#### [Challenge]
Write out every record below exactly as it appears.
***** Data section
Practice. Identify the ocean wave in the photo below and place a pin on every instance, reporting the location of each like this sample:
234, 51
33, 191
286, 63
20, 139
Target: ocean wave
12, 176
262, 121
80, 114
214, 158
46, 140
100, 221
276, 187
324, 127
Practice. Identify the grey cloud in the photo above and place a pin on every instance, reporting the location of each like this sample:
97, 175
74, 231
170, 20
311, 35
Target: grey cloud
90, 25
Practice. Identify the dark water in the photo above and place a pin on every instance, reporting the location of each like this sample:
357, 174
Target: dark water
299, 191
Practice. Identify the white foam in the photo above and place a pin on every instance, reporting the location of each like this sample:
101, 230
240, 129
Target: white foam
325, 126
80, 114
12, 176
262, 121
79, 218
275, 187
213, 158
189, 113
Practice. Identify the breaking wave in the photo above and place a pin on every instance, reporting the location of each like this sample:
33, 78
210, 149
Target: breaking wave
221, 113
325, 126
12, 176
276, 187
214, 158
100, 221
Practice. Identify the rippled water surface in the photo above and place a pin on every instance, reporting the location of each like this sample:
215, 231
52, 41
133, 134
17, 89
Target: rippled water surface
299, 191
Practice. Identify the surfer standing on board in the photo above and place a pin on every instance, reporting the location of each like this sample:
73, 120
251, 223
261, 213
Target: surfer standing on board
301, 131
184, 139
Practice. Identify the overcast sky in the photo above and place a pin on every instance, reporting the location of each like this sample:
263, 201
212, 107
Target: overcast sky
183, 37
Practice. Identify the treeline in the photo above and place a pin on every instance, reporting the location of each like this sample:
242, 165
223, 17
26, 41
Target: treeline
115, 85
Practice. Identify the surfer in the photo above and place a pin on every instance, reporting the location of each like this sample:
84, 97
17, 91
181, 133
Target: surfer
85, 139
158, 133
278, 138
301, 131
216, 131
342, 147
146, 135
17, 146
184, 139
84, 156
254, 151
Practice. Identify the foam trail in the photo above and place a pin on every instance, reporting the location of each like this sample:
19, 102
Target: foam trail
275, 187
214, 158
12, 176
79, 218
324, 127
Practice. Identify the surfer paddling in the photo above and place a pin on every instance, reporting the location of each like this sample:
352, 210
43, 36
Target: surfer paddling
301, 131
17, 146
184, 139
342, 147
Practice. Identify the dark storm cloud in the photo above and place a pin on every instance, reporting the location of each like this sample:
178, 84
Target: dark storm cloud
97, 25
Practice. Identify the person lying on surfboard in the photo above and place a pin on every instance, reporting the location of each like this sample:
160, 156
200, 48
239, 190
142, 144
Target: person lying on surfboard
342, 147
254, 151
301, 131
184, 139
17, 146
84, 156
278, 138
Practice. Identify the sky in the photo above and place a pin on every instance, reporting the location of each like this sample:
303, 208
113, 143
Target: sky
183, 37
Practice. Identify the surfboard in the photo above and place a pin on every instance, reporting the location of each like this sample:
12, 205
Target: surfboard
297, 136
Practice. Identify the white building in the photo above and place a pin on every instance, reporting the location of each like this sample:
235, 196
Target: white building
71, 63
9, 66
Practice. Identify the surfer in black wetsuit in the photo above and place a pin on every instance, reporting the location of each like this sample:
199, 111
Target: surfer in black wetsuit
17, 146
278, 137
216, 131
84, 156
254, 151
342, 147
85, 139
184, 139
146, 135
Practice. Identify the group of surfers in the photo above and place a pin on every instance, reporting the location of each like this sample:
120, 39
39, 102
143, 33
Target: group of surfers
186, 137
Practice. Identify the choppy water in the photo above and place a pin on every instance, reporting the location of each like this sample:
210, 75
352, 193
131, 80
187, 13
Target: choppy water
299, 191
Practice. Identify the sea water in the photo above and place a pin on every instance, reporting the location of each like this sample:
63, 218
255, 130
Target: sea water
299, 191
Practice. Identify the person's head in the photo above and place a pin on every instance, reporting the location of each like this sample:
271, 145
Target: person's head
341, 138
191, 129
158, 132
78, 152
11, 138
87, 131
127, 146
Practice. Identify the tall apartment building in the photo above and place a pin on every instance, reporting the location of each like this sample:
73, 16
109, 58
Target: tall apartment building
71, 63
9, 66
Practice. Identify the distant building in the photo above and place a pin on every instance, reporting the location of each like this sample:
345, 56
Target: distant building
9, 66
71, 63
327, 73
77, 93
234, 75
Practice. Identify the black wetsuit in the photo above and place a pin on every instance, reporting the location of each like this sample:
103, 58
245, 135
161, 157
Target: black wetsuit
**********
#### [Finished exercise]
Practice. Identify the ocean wave in the photo below and place a pin on every instance, reporting the location of each like this sample:
234, 51
33, 191
286, 63
20, 139
Target: ocean wave
12, 176
262, 121
80, 114
214, 158
46, 140
100, 221
276, 187
324, 127
Practice. Identify the grey cloud in the photo above and place a pin on every instance, reporting the location of each like this sample:
97, 175
74, 231
170, 20
311, 35
Target: grey cloud
90, 25
Practice. Identify the dark water in the photo above and place a pin on every instance, reporting the location of each like this sample:
357, 174
Target: dark water
299, 191
Practice. Identify the white foam in the photo above and place a pin on every instance, reporting the location of each like this sample:
101, 230
240, 129
Target: white foam
325, 126
80, 114
12, 176
262, 121
79, 218
275, 187
213, 158
189, 113
Practice. Identify the breaking wave in the photo above and place a pin on every instance, reporting the location of each like this sample:
33, 78
210, 149
Target: breaking wave
221, 113
325, 126
12, 176
276, 187
214, 158
100, 221
Practice. Identify the rippled water surface in the photo above and place a pin on every instance, reporting the location of each like this sample:
215, 231
52, 41
133, 134
17, 89
Target: rippled water surface
299, 191
Practice. Identify the surfer standing on board in the photo above and place a pin on every instance, reporting the location of each like this sample:
73, 120
251, 223
261, 213
Target: surfer standing on board
301, 131
184, 139
Practice. Identify the overcast sky in the photo above and place a pin on every instance, reporting the location of each like this sample:
263, 201
212, 107
Target: overcast sky
183, 37
Practice. Identify the treeline in the photo above and place a pin on every instance, reporting the location of each like this sample:
242, 165
223, 17
26, 41
Target: treeline
115, 85
Practice. Identify the surfer in the photo above and place a pin on every instance, reporting the location of each like this sample:
84, 97
17, 91
181, 133
Target: surfer
85, 139
158, 133
278, 138
301, 131
216, 131
342, 147
146, 135
17, 146
184, 139
84, 156
254, 151
Practice. Identify the foam trail in the photo above and place a pin on every instance, reporting the location of each like this sample:
19, 102
Target: foam trail
275, 187
214, 158
12, 176
79, 218
324, 127
Practice. Identify the surfer paddling in the photo above and place a pin on every instance, reporting the location of each like this sample:
352, 210
43, 36
Target: surfer paddling
301, 131
17, 146
184, 139
342, 147
Practice. Identify the dark storm cloud in the photo above and place a pin on every instance, reporting the location of each like this sample:
178, 84
Target: dark storm cloud
97, 25
Practice. Identify the person lying on surfboard in the photo above and place a pin on every instance, reporting the location of each like this sample:
160, 156
200, 48
239, 190
142, 144
Target: person lying on surfboard
342, 147
254, 151
301, 131
184, 139
17, 146
84, 156
278, 138
Practice. Identify the sky in the photo above and place a pin on every instance, reporting the location of each like this sample:
303, 208
113, 143
Target: sky
183, 37
Practice. Identify the surfboard in the photo above and place a pin on every instance, reporting the location of each like this sample:
12, 205
Target: surfboard
297, 136
Practice. Identify the white building in the photo above and place a pin on every instance, reporting the location of each like this sample:
235, 196
Target: white building
71, 63
9, 66
Practice. Identify the surfer in black wetsuit in the photo above and place a pin on every instance, reporting the location of each like this sample:
199, 111
Target: surfer in black wetsuit
17, 146
278, 137
216, 131
84, 156
254, 151
342, 147
85, 139
184, 139
146, 135
Practice. Identify the group of surfers in the photo above and place a pin on every instance, reporting the location of each like this sample:
120, 39
39, 102
143, 33
Target: group of surfers
186, 137
Practice. Identify the choppy water in the photo above and place a pin on every instance, reporting the location of each like this sample:
210, 75
352, 193
131, 80
187, 13
Target: choppy water
299, 191
Practice. Identify the sea water in the photo above and place a pin on every instance, reporting the location of each like this sample:
63, 218
255, 130
Target: sea water
299, 191
Practice. Identify the person's head in the photo above and place a pin on every instance, reporting the location of each like this sample:
271, 145
Target: person's head
341, 138
191, 129
158, 132
78, 152
11, 138
87, 131
127, 146
Practice. Identify the tall apartment building in the photo above and place a pin on every instance, reporting the location of each like this sample:
73, 16
109, 58
Target: tall apartment building
71, 63
9, 66
Practice. Identify the distant building in the photo above and place a pin on every instance, reporting the location of each like this sample:
345, 56
Target: distant building
9, 66
71, 63
327, 73
77, 93
234, 75
Practice. Identify the black wetsuit in the photo above and place a pin on every instance, reporting the location of each like this sample:
103, 58
245, 135
161, 157
Target: black wetsuit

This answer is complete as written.